> **DIRECTIONS**
Please answer these three questions from the function reference, numbering each answer to match.
1. What does h_complete_list return when ell already contains the element name?
2. In sc_col_elements, how is an NA element counted if feasible_elements does not explicitly contain NA?
3. What is the default value of the rule argument in sc_cols_bounded?

─── PASSAGE

Extends a list with an named element if the element does not exist

Description

Extends a list with an named element if the element does not exist

Usage

h_complete_list(ell, name, value)

Arguments

ell

list to be extended (usually an ellipsis as list(...))

name

character with the name for the element to be added

value

value that will be stored in ell[[el_name]]

Value

if ell already contained the element name, then ell is returned without being modified. Otherwise, ell is returned extended by a new element with name name and value value.

Examples

ell <- list(a = 1, b = 2)
sanityTracker:::h_complete_list(ell = ell, name = "a", value = 100)
sanityTracker:::h_complete_list(ell = ell, name = "d", value = Inf)

Simply converts a call into a character

Description

Simply converts a call into a character

Usage

h_deparsed_sys_call(which)

Arguments

which

see sys.call. However the function bounds it by the number of encolsing environments.

Value

the call of the corresponding environment as character


Checks that the elements of a column belong to a certain set

Description

Checks that the elements of a column belong to a certain set

Usage

sc_col_elements(object, col, feasible_elements, ...)

Arguments

object

table with a column specified by col

col

name as a character of the column which is checked

feasible_elements

vector with characters that are feasible for col. Note that an element that is NA it is always counted as a fail if feasible_elements does not explicitly contains NA.

...

further parameters that are passed to add_sanity_check.

Value

see return object of add_sanity_check

Examples

d <- data.frame(type = letters[1:4], nmb = 1:4)
dummy_call <- function(x) {
  sc_col_elements(object = d, col = "type", feasible_elements = letters[2:4])
}
dummy_call(x = d)
get_sanity_checks()

Checks that all elements from the specified columns are in a certain range

Description

Checks that all elements from the specified columns are in a certain range

Usage

sc_cols_bounded(object, cols, rule = "(-Inf, Inf)", ...)

Arguments

object

table with a columns specified by cols

cols

vector of characters of columns that are checked against the specified range

rule

check as two numbers separated by a comma, enclosed by square brackets (endpoint included) or parentheses (endpoint excluded). For example, “[0, 3)” results in all(x >= 0 & x < 3). The lower and upper bound may be omitted which is the equivalent of a negative or positive infinite bound, respectively. By definition [0,] contains Inf, while [0,) does not. The same holds for the left (lower) boundary and -Inf. This explanation was copied from checkmate::qtest. That function is also the backbone of the this function.

...

further parameters that are passed to add_sanity_check.

Value

list of logical vectors where TRUE indicates where the check failed. Every list entry represents one of the columns specified in cols. This might be helpful if one wants to apply a counter-measure

Examples

dummy_call <- function(x) {
  sc_cols_bounded(object = iris, cols = c("Sepal.Length", "Petal.Length"),
    rule = "[1, 7.9)")
}
dummy_call(x = d)
get_sanity_checks()

Checks that all elements from the given columns are below a certain number

Description

Checks that all elements from the given columns are below a certain number

Usage

sc_cols_bounded_above(
  object,
  cols,
  upper_bound,
  include_upper_bound = TRUE,
  ...

──────
─── INFORMATION SHOWN

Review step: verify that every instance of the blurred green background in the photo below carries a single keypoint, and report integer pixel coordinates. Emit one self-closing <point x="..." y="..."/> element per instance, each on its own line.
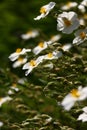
<point x="16" y="18"/>
<point x="41" y="91"/>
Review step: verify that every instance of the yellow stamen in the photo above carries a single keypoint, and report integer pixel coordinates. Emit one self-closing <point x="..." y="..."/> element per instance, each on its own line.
<point x="68" y="4"/>
<point x="41" y="44"/>
<point x="85" y="16"/>
<point x="66" y="22"/>
<point x="20" y="59"/>
<point x="18" y="50"/>
<point x="82" y="35"/>
<point x="1" y="99"/>
<point x="43" y="10"/>
<point x="14" y="85"/>
<point x="50" y="55"/>
<point x="75" y="93"/>
<point x="32" y="63"/>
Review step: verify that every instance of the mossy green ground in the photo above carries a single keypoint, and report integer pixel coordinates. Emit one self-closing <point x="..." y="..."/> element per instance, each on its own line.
<point x="37" y="99"/>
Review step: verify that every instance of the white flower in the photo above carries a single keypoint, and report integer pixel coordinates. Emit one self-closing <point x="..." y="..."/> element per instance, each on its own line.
<point x="69" y="5"/>
<point x="44" y="10"/>
<point x="19" y="62"/>
<point x="55" y="38"/>
<point x="82" y="8"/>
<point x="53" y="55"/>
<point x="30" y="34"/>
<point x="4" y="99"/>
<point x="81" y="36"/>
<point x="14" y="87"/>
<point x="67" y="22"/>
<point x="75" y="95"/>
<point x="66" y="47"/>
<point x="18" y="52"/>
<point x="50" y="65"/>
<point x="32" y="64"/>
<point x="82" y="21"/>
<point x="83" y="116"/>
<point x="41" y="46"/>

──────

> **THE RESULT**
1. It returns ell without modifying it.
2. It is always counted as a fail.
3. "(-Inf, Inf)"